| Version 5 (modified by ejhernandez@…, 6 years ago) (diff) |
|---|
Traffic shaping to ingress traffic
Benefits
- Ingress shaping
- Applied at step 4
- Global policy to several interfaces
- Currently, not applicable to eBox
How to apply
- Linux kernel patches
- with IMQ options enabled when compiling kernel source
- Iptables patches
- compile Iptables sources with the IMQ patch before compiling the Linux kernel
More information http://wiki.nix.hu/cgi-bin/twiki/view/IMQ/HowToInstall (Quite Debian Etch specific).
Known issues (IMPORTANT!)
The current kind of traffic provokes kernel panics with IMQ installed:
- GRE tunneling
- IPSec traffic
- Local generated traffic (including user space programs)
Workaround to make work Samba traffic, which is considered as locally generated:
iptables -t mangle -A POSTROUTING -o eth0 -s ! 192.168.100.100 -j IMQ --todev imq0 iptables -t mangle -A PREROUTING -i eth0 -j IMQ --todev imq0(Where 192.168.100.100 is IMQ machine; eth0 is internal interface)
More information at http://wiki.nix.hu/cgi-bin/twiki/view/IMQ/ImqFaq FAQ.

ENTRIES PROVIDED:

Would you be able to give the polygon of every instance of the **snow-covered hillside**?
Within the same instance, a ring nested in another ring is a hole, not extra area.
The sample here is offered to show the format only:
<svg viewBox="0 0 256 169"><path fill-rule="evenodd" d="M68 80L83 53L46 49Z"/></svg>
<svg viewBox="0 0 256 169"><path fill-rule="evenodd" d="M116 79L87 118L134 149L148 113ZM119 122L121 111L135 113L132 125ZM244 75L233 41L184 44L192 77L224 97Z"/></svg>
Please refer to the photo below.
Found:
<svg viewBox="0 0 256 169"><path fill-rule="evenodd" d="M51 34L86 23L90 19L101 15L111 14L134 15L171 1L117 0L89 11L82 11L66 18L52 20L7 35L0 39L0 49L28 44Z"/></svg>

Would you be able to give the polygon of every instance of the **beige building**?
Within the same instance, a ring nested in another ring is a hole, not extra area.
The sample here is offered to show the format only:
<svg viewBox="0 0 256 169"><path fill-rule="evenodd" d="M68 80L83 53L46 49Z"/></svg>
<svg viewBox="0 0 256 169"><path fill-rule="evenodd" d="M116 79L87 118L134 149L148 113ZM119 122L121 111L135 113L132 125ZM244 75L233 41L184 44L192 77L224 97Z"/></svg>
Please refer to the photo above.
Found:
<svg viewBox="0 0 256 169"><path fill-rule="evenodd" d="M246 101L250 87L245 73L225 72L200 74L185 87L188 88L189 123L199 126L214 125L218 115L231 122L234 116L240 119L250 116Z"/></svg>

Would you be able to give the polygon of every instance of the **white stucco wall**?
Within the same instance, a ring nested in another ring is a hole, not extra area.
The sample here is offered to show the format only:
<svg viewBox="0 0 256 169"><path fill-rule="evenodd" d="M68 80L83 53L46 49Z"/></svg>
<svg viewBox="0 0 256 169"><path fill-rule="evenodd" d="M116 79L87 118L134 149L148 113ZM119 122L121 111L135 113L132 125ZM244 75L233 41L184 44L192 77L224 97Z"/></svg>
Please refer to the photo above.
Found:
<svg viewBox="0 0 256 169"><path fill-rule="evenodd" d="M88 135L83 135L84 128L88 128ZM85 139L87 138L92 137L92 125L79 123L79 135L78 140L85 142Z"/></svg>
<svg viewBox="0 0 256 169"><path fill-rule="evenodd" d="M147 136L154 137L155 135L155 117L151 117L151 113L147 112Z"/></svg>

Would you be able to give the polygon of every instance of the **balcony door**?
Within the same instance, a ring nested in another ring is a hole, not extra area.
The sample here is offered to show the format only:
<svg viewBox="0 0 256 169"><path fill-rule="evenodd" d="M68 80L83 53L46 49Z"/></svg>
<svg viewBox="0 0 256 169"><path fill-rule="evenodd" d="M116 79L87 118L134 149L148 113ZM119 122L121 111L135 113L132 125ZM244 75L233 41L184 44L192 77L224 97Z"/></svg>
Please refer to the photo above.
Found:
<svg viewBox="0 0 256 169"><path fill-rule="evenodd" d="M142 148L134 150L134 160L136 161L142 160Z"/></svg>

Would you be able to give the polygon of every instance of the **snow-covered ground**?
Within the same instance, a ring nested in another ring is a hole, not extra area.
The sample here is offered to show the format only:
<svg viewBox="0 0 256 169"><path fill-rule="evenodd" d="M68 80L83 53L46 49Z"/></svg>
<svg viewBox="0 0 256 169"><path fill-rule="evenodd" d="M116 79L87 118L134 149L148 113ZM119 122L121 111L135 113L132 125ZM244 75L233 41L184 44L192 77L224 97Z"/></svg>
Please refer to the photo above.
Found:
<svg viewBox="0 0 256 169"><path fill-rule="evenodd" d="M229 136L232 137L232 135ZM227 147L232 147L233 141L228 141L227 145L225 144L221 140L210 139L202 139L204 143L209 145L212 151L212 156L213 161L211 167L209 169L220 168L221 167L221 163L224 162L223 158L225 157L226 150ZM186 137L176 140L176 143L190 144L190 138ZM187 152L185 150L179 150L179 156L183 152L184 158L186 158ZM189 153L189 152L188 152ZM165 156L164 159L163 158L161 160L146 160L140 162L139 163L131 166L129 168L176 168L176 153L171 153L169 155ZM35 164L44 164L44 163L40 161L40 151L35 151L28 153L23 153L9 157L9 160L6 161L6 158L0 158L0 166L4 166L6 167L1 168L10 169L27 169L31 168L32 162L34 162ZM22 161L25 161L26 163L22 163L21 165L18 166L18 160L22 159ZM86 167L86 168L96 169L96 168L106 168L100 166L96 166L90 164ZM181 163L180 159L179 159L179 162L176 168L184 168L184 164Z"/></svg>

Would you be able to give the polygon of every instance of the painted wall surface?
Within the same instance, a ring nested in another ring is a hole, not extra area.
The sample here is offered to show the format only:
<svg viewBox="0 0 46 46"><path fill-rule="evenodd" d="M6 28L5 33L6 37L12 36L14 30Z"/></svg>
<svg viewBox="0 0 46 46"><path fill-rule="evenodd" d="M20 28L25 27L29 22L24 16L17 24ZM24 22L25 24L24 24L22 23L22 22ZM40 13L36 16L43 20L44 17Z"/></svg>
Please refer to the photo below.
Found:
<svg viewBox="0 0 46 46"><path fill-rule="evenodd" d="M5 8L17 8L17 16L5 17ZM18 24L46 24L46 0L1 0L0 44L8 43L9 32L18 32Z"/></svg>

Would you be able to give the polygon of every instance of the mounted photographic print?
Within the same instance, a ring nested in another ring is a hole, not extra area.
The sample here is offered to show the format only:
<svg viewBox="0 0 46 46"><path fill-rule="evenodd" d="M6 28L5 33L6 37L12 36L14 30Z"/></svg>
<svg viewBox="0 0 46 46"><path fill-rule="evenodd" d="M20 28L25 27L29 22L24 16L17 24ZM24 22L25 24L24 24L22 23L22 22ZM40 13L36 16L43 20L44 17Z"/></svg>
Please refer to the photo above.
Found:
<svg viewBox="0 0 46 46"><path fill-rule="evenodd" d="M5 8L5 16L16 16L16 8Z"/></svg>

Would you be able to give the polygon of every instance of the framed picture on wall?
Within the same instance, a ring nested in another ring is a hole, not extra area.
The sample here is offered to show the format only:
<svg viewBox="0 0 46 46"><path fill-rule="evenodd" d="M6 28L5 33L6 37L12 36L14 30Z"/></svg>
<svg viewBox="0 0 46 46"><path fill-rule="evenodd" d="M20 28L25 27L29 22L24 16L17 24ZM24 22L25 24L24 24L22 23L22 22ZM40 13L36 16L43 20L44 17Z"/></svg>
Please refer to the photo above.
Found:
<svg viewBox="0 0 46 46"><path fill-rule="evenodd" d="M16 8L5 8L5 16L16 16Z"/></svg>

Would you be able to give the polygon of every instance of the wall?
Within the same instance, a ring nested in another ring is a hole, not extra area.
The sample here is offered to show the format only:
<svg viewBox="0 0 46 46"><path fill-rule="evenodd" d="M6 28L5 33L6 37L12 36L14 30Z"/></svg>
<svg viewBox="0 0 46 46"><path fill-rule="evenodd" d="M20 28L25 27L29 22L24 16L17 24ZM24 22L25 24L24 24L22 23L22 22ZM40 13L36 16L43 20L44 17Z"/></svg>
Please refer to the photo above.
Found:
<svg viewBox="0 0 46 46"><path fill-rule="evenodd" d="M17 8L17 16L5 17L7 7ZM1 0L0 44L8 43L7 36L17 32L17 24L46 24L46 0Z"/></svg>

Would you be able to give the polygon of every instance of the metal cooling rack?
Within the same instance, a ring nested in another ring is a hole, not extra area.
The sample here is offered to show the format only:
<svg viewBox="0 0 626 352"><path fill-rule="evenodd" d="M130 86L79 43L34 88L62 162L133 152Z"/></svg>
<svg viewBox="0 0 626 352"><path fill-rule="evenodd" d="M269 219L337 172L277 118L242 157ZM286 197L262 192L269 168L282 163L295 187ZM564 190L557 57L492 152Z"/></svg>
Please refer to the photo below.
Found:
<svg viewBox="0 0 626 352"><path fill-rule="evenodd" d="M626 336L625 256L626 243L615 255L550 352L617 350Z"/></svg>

---

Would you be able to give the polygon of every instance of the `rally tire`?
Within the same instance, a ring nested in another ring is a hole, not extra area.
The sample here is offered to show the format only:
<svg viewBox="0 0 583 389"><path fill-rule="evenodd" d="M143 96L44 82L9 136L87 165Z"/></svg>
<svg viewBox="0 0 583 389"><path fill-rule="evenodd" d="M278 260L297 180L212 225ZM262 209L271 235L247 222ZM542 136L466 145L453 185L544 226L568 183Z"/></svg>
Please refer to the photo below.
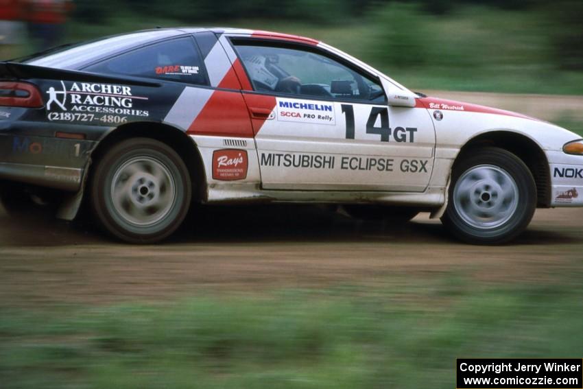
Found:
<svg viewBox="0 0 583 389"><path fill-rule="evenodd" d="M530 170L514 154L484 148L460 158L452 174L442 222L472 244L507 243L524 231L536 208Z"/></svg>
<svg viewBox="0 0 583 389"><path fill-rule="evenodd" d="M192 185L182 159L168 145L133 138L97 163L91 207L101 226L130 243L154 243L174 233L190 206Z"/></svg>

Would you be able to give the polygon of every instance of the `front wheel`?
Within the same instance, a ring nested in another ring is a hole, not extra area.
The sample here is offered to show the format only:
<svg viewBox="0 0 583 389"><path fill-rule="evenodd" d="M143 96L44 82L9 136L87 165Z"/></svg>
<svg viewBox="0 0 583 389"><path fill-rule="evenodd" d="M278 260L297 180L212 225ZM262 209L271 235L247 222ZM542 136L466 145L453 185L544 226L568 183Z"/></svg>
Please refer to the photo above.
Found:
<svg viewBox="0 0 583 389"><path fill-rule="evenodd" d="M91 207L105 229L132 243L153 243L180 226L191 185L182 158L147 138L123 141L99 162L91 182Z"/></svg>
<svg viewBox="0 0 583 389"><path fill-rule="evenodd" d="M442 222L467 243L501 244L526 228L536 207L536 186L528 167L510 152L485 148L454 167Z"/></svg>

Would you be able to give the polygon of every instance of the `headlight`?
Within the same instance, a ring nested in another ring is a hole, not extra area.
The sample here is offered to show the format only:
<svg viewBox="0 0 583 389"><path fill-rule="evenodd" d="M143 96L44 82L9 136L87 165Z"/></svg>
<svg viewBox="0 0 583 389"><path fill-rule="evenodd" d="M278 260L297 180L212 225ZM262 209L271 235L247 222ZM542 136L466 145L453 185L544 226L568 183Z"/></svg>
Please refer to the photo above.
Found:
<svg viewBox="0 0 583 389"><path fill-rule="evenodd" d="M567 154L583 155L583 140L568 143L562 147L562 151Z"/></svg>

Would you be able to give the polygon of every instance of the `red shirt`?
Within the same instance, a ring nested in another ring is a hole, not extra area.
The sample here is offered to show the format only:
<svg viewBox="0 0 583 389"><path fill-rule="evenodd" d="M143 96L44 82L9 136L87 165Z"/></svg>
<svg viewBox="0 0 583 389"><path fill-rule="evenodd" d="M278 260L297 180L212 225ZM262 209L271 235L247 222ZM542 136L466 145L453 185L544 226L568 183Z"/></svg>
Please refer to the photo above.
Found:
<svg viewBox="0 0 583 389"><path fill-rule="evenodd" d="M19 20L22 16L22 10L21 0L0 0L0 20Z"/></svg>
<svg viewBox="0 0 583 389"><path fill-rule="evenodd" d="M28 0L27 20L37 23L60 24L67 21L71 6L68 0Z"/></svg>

REQUIREMENTS:
A. According to the IMQ traffic shaping notes, which kinds of traffic provoke kernel panics when IMQ is installed?
B. Continue the IMQ traffic shaping notes from the point where they end.

TASK-BY-TASK ANSWERS:
A. GRE tunneling, IPSec traffic, and locally generated traffic, including user space programs.

B.
Introduces some delay since all incoming traffic should pass two queues (normal interface and the new virtual interface).
Usage
- Loading IMQ module
modprobe imq numdevs=8
- Bring up IMQ
ip link set imq'n' up
- Do the traffic shaping rules as at egress traffic
- Direct traffic to that virtual interface
iptables -t mangle -A PREROUTING -i <iface> -j IMQ --todev n
More information at http://wiki.nix.hu/cgi-bin/twiki/view/IMQ/HowToUse.
Internal functionality
IMQ is a 'dummy' interface which works as a virtual interface to shape incoming (ingress) traffic. To achieve so, some iptables rules are needed to direct packets to that interface which they are reordered (doing the shaping). These rules are processed after the other iptables commands. For ingress, the rules are processed just after the mangle rules. For egress, the imq rules are matched after all other iptables rules.
More information at LARTC FAQ.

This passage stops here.